- _DATASET RECORDS_:
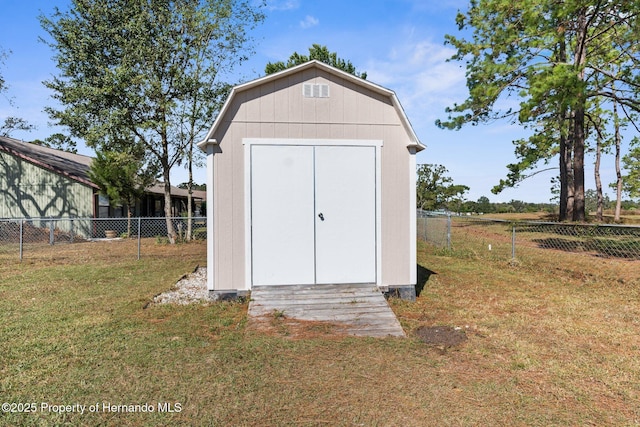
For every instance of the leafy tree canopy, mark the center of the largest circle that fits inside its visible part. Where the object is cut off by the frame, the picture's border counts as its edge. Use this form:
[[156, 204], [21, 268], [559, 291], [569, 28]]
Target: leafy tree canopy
[[145, 72], [320, 53], [435, 190]]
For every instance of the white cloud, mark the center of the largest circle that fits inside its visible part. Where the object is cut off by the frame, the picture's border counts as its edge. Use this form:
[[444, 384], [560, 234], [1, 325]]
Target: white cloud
[[418, 72], [283, 4], [308, 22]]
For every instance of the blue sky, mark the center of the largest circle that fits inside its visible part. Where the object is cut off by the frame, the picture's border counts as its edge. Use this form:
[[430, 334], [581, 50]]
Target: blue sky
[[399, 43]]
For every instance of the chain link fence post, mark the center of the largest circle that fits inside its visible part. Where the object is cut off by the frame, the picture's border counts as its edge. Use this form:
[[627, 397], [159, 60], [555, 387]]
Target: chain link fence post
[[139, 219], [21, 238], [513, 241], [449, 232]]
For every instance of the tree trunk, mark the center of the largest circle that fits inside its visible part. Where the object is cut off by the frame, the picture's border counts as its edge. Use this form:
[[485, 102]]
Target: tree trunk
[[190, 193], [578, 164], [600, 199], [616, 125], [171, 234], [566, 170], [578, 120]]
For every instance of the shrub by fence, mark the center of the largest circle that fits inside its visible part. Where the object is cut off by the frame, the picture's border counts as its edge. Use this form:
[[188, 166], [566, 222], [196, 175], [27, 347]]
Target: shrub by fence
[[507, 238], [18, 236]]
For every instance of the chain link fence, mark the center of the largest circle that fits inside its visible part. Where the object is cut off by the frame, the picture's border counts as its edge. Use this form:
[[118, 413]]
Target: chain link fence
[[507, 239], [19, 237]]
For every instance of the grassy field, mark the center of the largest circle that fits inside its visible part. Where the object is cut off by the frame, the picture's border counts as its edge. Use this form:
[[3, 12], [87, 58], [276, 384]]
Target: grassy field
[[552, 340]]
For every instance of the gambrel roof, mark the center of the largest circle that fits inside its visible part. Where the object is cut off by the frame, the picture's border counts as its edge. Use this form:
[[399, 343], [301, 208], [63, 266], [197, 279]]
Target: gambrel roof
[[413, 138]]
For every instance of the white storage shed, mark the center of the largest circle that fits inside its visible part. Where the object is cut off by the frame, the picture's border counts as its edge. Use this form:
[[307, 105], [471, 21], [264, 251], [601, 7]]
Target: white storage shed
[[311, 180]]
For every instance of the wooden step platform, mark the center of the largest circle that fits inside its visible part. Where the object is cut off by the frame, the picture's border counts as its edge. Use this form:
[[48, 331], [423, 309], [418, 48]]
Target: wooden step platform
[[360, 308]]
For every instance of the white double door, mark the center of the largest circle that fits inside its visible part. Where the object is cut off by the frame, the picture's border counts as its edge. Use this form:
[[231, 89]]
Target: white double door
[[313, 214]]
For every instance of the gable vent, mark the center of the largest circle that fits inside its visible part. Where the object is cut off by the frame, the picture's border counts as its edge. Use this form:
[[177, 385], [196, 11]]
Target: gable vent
[[311, 90]]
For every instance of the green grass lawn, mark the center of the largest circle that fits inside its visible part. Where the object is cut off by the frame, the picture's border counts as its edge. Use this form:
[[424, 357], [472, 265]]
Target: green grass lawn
[[549, 343]]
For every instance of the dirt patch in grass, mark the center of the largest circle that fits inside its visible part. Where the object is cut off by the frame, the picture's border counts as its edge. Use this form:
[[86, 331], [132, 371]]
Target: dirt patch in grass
[[278, 325], [442, 337]]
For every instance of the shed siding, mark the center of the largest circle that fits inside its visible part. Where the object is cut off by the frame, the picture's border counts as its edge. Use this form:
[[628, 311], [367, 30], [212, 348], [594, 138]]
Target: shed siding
[[278, 109], [27, 190]]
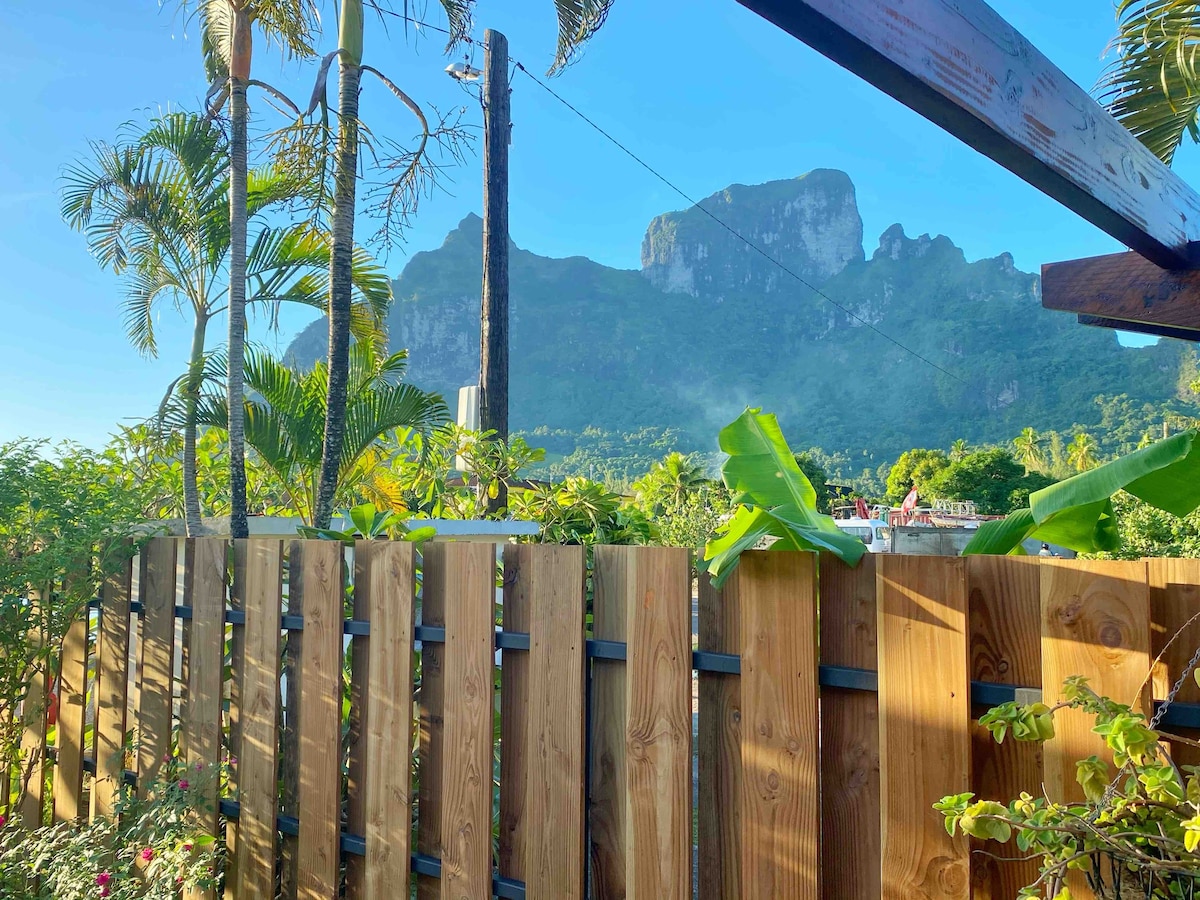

- _YOUR OBJECTIVE_: The line containing "Target: green grass lawn" and every line after it, up to the last line of the data, should be returned exactly, without the pictures.

- _RESULT OF THIS TASK_:
Target: green grass lawn
[[549, 343]]
For every instance of the dirt patch in grass, mark the center of the largest circle that fits inside its visible part. Where the object is cut off by the frame, the picture's border counts as its edge. Use this form:
[[86, 331], [132, 371]]
Target: dirt patch in grass
[[278, 325], [442, 337]]
For every instance of the shed siding, mark the center of the largest circle that fits inside its visible part. Where the object is cut off by the frame, the picture's border counts as its edge. Use this form:
[[628, 311], [367, 30], [212, 348], [594, 138]]
Target: shed siding
[[278, 109], [27, 190]]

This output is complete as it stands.